Objective: From the listing below, list every line that contains the word "green".

□ □ □

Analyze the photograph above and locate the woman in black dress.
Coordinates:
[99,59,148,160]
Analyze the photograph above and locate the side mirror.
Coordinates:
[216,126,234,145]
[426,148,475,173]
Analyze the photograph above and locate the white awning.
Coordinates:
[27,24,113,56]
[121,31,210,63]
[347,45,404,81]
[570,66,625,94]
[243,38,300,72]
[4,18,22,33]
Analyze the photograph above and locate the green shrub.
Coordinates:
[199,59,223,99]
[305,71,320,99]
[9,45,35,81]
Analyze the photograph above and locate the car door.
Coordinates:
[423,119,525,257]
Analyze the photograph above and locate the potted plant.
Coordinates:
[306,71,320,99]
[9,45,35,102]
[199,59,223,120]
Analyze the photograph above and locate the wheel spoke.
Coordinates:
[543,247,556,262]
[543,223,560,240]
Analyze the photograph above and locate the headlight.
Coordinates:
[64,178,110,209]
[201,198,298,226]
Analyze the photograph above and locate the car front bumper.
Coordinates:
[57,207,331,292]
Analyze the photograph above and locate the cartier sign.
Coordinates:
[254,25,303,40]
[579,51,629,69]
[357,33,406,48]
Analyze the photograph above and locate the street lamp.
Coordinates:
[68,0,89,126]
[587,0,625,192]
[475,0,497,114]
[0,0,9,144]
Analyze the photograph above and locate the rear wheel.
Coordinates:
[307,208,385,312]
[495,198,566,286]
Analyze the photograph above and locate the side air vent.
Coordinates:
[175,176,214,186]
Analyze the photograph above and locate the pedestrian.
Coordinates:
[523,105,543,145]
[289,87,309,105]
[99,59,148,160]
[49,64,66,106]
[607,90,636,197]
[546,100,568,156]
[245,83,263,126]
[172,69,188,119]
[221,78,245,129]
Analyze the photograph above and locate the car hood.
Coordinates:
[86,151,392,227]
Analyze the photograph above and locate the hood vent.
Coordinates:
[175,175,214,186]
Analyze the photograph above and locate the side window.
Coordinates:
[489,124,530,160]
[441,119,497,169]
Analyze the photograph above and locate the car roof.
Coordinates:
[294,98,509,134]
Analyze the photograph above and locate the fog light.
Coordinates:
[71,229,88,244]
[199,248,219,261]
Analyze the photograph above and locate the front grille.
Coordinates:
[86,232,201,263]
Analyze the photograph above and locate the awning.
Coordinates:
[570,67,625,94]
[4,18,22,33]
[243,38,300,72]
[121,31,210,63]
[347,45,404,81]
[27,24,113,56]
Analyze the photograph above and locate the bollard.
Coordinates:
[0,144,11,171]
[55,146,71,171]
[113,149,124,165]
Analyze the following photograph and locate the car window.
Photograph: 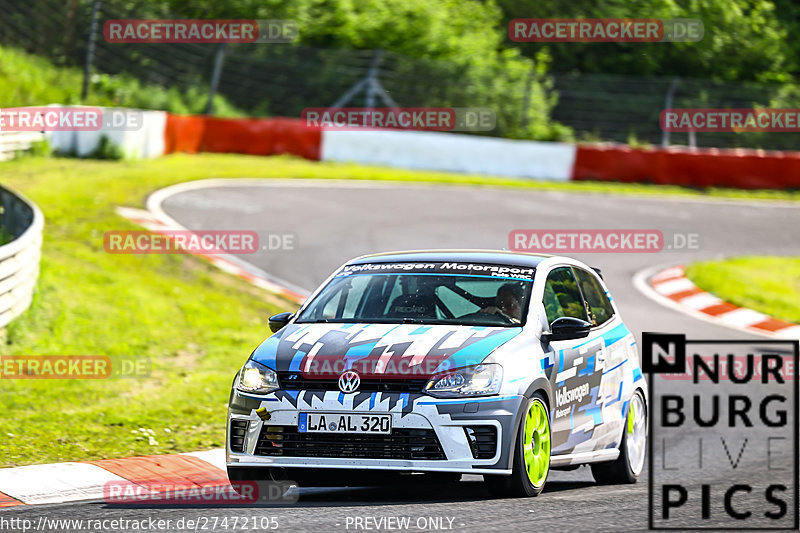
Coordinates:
[436,286,481,316]
[297,263,533,327]
[575,268,614,326]
[542,267,587,324]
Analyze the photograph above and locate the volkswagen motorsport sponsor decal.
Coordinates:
[335,262,536,280]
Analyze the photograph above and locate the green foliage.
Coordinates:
[498,0,800,82]
[0,46,243,117]
[686,257,800,324]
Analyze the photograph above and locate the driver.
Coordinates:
[480,283,522,324]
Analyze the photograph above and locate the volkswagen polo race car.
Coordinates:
[226,251,647,496]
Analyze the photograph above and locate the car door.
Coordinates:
[542,266,603,455]
[573,267,630,449]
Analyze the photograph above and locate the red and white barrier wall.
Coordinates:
[49,107,800,189]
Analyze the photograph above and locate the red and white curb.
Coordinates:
[634,265,800,339]
[117,207,306,304]
[0,448,230,507]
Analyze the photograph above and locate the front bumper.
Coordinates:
[226,390,524,474]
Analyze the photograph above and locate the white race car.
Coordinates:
[226,251,647,496]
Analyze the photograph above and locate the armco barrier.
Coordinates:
[0,187,44,327]
[322,130,575,181]
[25,104,800,189]
[572,145,800,189]
[165,114,321,160]
[46,106,167,159]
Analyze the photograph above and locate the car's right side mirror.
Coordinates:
[269,312,294,333]
[542,316,592,342]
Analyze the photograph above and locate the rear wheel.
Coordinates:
[483,393,550,497]
[592,391,647,485]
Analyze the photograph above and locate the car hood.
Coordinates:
[252,324,522,379]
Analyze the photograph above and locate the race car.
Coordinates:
[226,250,648,497]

□ □ □

Full output:
Analyze the photograph above and locate the green shrub.
Analyze the photograph above and locate the green foliage.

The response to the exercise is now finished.